[Source data]
────────

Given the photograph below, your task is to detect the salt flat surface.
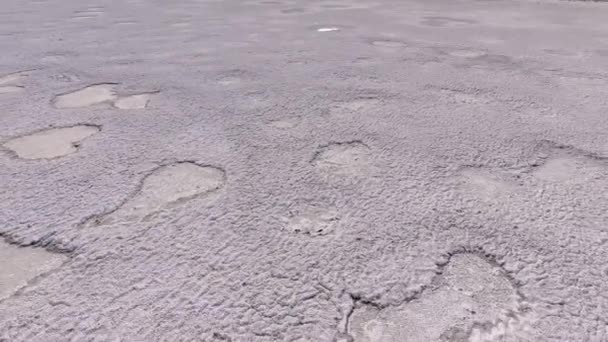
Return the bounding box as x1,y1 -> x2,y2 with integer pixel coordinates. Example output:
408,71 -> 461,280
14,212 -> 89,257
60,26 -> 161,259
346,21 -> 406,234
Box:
0,0 -> 608,342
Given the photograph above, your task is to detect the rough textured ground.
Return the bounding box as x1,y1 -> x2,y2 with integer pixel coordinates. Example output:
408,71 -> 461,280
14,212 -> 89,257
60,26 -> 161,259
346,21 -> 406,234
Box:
0,0 -> 608,342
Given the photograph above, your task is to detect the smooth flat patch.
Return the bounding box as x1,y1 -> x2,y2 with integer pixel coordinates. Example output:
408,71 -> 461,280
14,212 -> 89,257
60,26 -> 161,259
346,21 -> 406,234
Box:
371,39 -> 406,48
311,141 -> 371,175
460,168 -> 515,200
532,155 -> 602,183
0,240 -> 67,300
0,71 -> 27,94
90,162 -> 226,224
282,207 -> 340,237
53,83 -> 117,108
421,16 -> 477,27
317,27 -> 340,32
0,86 -> 24,94
330,98 -> 380,116
448,49 -> 486,58
3,125 -> 100,159
114,93 -> 153,109
269,118 -> 300,129
350,253 -> 526,342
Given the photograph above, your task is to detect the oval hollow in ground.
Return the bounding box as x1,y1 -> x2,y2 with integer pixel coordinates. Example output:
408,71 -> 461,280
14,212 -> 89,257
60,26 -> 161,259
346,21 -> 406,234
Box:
53,83 -> 117,108
311,141 -> 371,175
96,162 -> 226,224
0,240 -> 67,300
3,125 -> 100,159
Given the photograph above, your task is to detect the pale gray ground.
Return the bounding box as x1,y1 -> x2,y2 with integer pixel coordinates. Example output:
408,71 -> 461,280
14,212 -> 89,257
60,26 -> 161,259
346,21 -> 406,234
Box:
0,0 -> 608,342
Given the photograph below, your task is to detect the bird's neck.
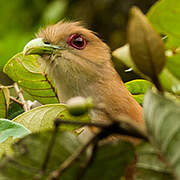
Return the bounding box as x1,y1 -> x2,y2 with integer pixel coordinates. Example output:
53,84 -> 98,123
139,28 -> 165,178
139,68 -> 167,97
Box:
46,57 -> 143,123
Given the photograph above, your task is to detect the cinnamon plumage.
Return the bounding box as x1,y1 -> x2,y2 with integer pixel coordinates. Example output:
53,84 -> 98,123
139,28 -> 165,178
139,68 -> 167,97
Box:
24,21 -> 143,125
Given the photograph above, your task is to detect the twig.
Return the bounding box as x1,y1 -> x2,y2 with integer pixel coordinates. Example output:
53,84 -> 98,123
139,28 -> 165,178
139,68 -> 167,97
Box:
10,96 -> 24,106
14,83 -> 30,112
76,141 -> 98,180
48,134 -> 98,180
56,119 -> 149,141
34,120 -> 59,180
56,118 -> 109,128
48,119 -> 148,180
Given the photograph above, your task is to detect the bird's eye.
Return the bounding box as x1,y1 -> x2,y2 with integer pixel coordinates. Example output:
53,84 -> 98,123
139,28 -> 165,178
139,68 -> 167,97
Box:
44,41 -> 51,45
66,34 -> 87,50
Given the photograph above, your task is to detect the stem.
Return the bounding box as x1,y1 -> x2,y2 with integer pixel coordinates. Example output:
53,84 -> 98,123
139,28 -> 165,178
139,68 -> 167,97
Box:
10,96 -> 24,107
48,134 -> 98,180
35,120 -> 59,179
14,83 -> 30,112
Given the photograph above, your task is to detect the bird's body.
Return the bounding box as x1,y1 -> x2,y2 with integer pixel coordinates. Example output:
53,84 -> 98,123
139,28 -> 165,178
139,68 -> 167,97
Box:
24,22 -> 143,128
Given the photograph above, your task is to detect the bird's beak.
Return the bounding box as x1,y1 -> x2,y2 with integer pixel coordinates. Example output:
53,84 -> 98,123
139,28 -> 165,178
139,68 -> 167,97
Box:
23,38 -> 64,55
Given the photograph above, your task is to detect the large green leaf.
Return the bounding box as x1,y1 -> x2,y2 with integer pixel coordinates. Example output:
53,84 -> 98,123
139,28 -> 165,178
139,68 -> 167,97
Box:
148,0 -> 180,40
113,45 -> 180,95
0,86 -> 10,118
125,79 -> 152,105
0,119 -> 30,143
13,104 -> 89,132
134,143 -> 175,180
4,53 -> 58,104
128,7 -> 165,83
144,91 -> 180,179
0,131 -> 134,180
0,104 -> 89,156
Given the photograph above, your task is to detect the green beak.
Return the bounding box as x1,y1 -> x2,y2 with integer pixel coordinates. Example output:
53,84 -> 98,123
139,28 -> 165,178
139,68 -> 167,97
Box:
23,38 -> 64,55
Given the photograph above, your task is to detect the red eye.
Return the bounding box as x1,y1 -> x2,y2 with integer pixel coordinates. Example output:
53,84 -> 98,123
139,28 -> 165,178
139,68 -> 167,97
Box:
67,34 -> 87,50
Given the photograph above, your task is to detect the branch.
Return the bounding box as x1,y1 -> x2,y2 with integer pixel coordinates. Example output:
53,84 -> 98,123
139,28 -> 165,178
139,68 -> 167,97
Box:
10,96 -> 24,106
48,131 -> 98,180
14,83 -> 30,112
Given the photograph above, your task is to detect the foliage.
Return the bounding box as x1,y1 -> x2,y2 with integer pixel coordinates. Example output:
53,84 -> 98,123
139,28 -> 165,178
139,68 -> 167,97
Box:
0,0 -> 180,180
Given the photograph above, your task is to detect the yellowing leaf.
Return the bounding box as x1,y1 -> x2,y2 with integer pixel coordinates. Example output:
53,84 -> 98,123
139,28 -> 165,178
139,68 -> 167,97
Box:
128,7 -> 165,80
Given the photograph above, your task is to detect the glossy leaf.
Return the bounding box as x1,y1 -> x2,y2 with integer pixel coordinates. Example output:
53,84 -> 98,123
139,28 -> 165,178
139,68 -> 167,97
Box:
144,91 -> 180,179
112,45 -> 180,95
0,86 -> 10,118
128,7 -> 165,82
0,104 -> 89,156
147,0 -> 180,40
0,131 -> 134,180
125,79 -> 152,105
134,143 -> 175,180
4,53 -> 58,104
0,119 -> 31,143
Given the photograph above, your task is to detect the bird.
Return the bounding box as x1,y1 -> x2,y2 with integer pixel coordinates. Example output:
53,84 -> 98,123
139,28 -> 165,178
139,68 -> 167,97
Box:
23,21 -> 144,134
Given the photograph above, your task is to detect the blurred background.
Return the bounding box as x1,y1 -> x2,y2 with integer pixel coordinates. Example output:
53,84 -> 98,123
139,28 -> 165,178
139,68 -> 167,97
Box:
0,0 -> 157,79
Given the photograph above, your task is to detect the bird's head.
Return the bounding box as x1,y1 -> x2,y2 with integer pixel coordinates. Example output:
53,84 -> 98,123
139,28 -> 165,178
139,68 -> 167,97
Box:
24,21 -> 110,64
24,21 -> 111,101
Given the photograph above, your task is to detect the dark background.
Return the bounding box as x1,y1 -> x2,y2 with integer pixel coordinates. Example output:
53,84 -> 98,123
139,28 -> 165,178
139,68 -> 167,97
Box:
0,0 -> 157,85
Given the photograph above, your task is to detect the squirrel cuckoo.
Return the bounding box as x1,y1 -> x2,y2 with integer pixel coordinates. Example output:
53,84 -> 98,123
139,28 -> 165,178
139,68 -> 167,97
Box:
24,21 -> 143,134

────────

◆ Set problem ◆
Render every one of the records above as a numbered list, one line per item, with blank lines dropped. Leave the pictures out of your answer.

◆ Solution to the problem ◆
1. Given the photograph below, your task is to detect the salt flat surface.
2. Return the bounding box as x1,y1 -> x2,y2 with integer pixel coordinates. Example output:
3. 408,71 -> 461,280
4. 14,212 -> 89,257
5. 60,26 -> 161,259
6. 346,21 -> 406,234
7. Box:
8. 0,0 -> 608,342
9. Given the photograph above, your task is to detect the rough textured ground.
10. Return the bounding box as x1,y1 -> x2,y2 with integer pixel coordinates. Example output:
11. 408,71 -> 461,280
12. 14,212 -> 89,257
13. 60,26 -> 161,259
14. 346,21 -> 406,234
15. Box:
16. 0,0 -> 608,342
17. Given the photograph above, your task is to detect the smooth flat patch.
18. Return the bounding box as x1,y1 -> x2,y2 with integer pixel coordinates. Example output:
19. 408,71 -> 461,280
20. 14,212 -> 89,257
21. 60,26 -> 161,259
22. 346,21 -> 406,234
23. Box:
24. 371,39 -> 406,48
25. 311,141 -> 371,175
26. 460,168 -> 515,200
27. 532,155 -> 602,183
28. 0,240 -> 67,300
29. 0,71 -> 27,94
30. 90,162 -> 226,224
31. 282,207 -> 340,237
32. 53,83 -> 117,108
33. 421,16 -> 477,27
34. 317,27 -> 340,32
35. 0,86 -> 24,94
36. 330,98 -> 380,116
37. 448,49 -> 486,58
38. 3,125 -> 100,159
39. 114,93 -> 153,109
40. 269,118 -> 300,129
41. 350,253 -> 526,342
42. Given the photograph above, your task is to detect the oval hollow in ground.
43. Return the bounding box as x1,y1 -> x2,y2 with integer pixel coordinates. Example output:
44. 408,71 -> 461,280
45. 14,212 -> 89,257
46. 60,26 -> 161,259
47. 346,21 -> 406,234
48. Box:
49. 53,83 -> 117,108
50. 311,141 -> 371,175
51. 96,162 -> 226,224
52. 0,240 -> 67,300
53. 3,125 -> 100,159
54. Given the photograph above, your task is to detect the pale gray ground.
55. Return the bounding box as x1,y1 -> x2,y2 with integer pixel coordinates. Example output:
56. 408,71 -> 461,280
57. 14,212 -> 89,257
58. 60,26 -> 161,259
59. 346,21 -> 406,234
60. Box:
61. 0,0 -> 608,342
62. Given the photograph below, your task is to detect the bird's neck.
63. Return the bounding box as x1,y1 -> x2,y2 with integer pixel coordinates. Example output:
64. 53,84 -> 98,123
65. 139,28 -> 165,178
66. 139,68 -> 167,97
67. Box:
68. 46,57 -> 143,123
69. Given the photograph above, your task is to detect the cinnamon plumage.
70. Return the bounding box as x1,y1 -> x2,y2 with integer pixel coordinates. Example output:
71. 53,84 -> 98,123
72. 139,28 -> 165,178
73. 139,68 -> 167,97
74. Box:
75. 24,21 -> 143,125
76. Given the photograph above, your task is to detect the twig.
77. Return the bounding box as x1,y1 -> x2,y2 with integer pixel coordinates. Example output:
78. 53,84 -> 98,123
79. 139,28 -> 165,178
80. 139,68 -> 167,97
81. Box:
82. 10,96 -> 24,106
83. 14,83 -> 30,112
84. 76,141 -> 98,180
85. 48,134 -> 98,180
86. 56,119 -> 149,141
87. 34,120 -> 59,180
88. 56,118 -> 109,128
89. 48,119 -> 148,180
90. Given the photograph above, your task is to detect the bird's eye.
91. Return the bounding box as x1,y1 -> x2,y2 with integer pixel coordinates. Example output:
92. 53,84 -> 98,123
93. 139,28 -> 165,178
94. 139,68 -> 167,97
95. Box:
96. 44,41 -> 51,45
97. 66,34 -> 87,50
98. Given the photograph above, your task is to detect the stem.
99. Return the bounding box as x1,y1 -> x2,y2 with integer pixel coordinates. Example output:
100. 53,84 -> 98,123
101. 139,28 -> 165,178
102. 139,68 -> 167,97
103. Box:
104. 10,96 -> 24,107
105. 48,134 -> 98,180
106. 35,120 -> 59,179
107. 14,83 -> 30,112
108. Given the photograph above, your task is to detect the bird's body.
109. Return the bounding box as x1,y1 -> x2,y2 with integer pixel coordinates. Example output:
110. 53,84 -> 98,123
111. 139,28 -> 165,178
112. 139,68 -> 167,97
113. Box:
114. 24,22 -> 143,128
115. Given the photograph above, your task is to detect the bird's beak.
116. Return the bounding box as x1,y1 -> x2,y2 with integer pixel coordinates. Example output:
117. 53,84 -> 98,123
118. 139,28 -> 165,178
119. 139,68 -> 167,97
120. Box:
121. 23,38 -> 64,55
122. Given the photograph above, your task is to detect the large green leaf.
123. Return the bounding box as x1,y1 -> x2,y2 with integer pixel coordinates. Example output:
124. 53,84 -> 98,123
125. 139,28 -> 165,178
126. 139,68 -> 167,97
127. Box:
128. 148,0 -> 180,40
129. 113,45 -> 180,95
130. 0,86 -> 10,118
131. 125,79 -> 152,105
132. 0,119 -> 30,143
133. 13,104 -> 89,132
134. 134,143 -> 175,180
135. 4,53 -> 58,104
136. 128,7 -> 165,83
137. 144,91 -> 180,179
138. 0,131 -> 134,180
139. 0,104 -> 89,156
140. Given the photograph above, your task is to detect the green beak.
141. Return the bounding box as x1,y1 -> x2,y2 with integer pixel coordinates. Example output:
142. 53,84 -> 98,123
143. 139,28 -> 165,178
144. 139,68 -> 167,97
145. Box:
146. 23,38 -> 64,55
147. Given the photograph above, your task is to detect the red eye.
148. Return the bounding box as x1,y1 -> x2,y2 with integer pixel coordinates. Example output:
149. 53,84 -> 98,123
150. 139,28 -> 165,178
151. 139,68 -> 167,97
152. Box:
153. 67,34 -> 87,50
154. Given the photograph above, your task is to detect the branch.
155. Return the bounding box as x1,y1 -> x2,y2 with integer pixel coordinates. Example output:
156. 53,84 -> 98,123
157. 139,28 -> 165,178
158. 139,68 -> 167,97
159. Box:
160. 10,96 -> 24,106
161. 48,131 -> 98,180
162. 14,83 -> 30,112
163. Given the photograph above, your task is to detect the foliage.
164. Return the bounding box as x1,y1 -> x2,y2 with integer pixel coordinates. Example output:
165. 53,84 -> 98,123
166. 139,28 -> 165,178
167. 139,68 -> 167,97
168. Box:
169. 0,0 -> 180,180
170. Given the photograph above, your task is to detect the yellowing leaf.
171. Return the bounding box as x1,y1 -> x2,y2 with integer pixel coordinates. Example output:
172. 53,84 -> 98,123
173. 139,28 -> 165,178
174. 139,68 -> 167,97
175. Box:
176. 128,7 -> 165,80
177. Given the photograph above, your task is to detect the glossy leaf.
178. Return the bounding box as x1,y1 -> x2,y2 with integer pixel coordinates. Example output:
179. 53,84 -> 98,123
180. 139,28 -> 165,178
181. 139,68 -> 167,97
182. Box:
183. 144,91 -> 180,179
184. 112,45 -> 180,95
185. 0,86 -> 10,118
186. 128,7 -> 165,82
187. 0,104 -> 89,156
188. 147,0 -> 180,40
189. 0,131 -> 134,180
190. 125,79 -> 152,105
191. 134,143 -> 175,180
192. 4,53 -> 58,104
193. 0,119 -> 31,143
194. Given the photograph above, your task is to detect the bird.
195. Return the bounding box as x1,y1 -> x2,y2 with integer pixel coordinates. Example output:
196. 53,84 -> 98,123
197. 139,28 -> 165,178
198. 139,68 -> 167,97
199. Box:
200. 23,21 -> 144,134
201. Given the photograph above, your task is to detect the blurred background.
202. Return the bounding box as x1,y1 -> x2,y2 with integer pixel coordinates. Example output:
203. 53,84 -> 98,123
204. 139,28 -> 165,178
205. 139,68 -> 167,97
206. Box:
207. 0,0 -> 157,79
208. Given the photograph above, your task is to detect the bird's head.
209. Return the bounding box as x1,y1 -> x2,y2 with integer pixel coordinates. Example output:
210. 53,84 -> 98,123
211. 139,28 -> 165,178
212. 139,68 -> 167,97
213. Box:
214. 24,21 -> 110,64
215. 24,21 -> 111,101
216. Given the photograph above, your task is to detect the dark background.
217. Return the bounding box as x1,y1 -> x2,y2 with integer pixel coordinates. Example output:
218. 53,84 -> 98,123
219. 139,28 -> 165,178
220. 139,68 -> 167,97
221. Box:
222. 0,0 -> 157,85
223. Given the photograph above, your task is to detect the squirrel cuckoo.
224. Return the bounding box as x1,y1 -> x2,y2 with integer pixel coordinates. Example output:
225. 53,84 -> 98,123
226. 139,28 -> 165,178
227. 139,68 -> 167,97
228. Box:
229. 24,21 -> 143,134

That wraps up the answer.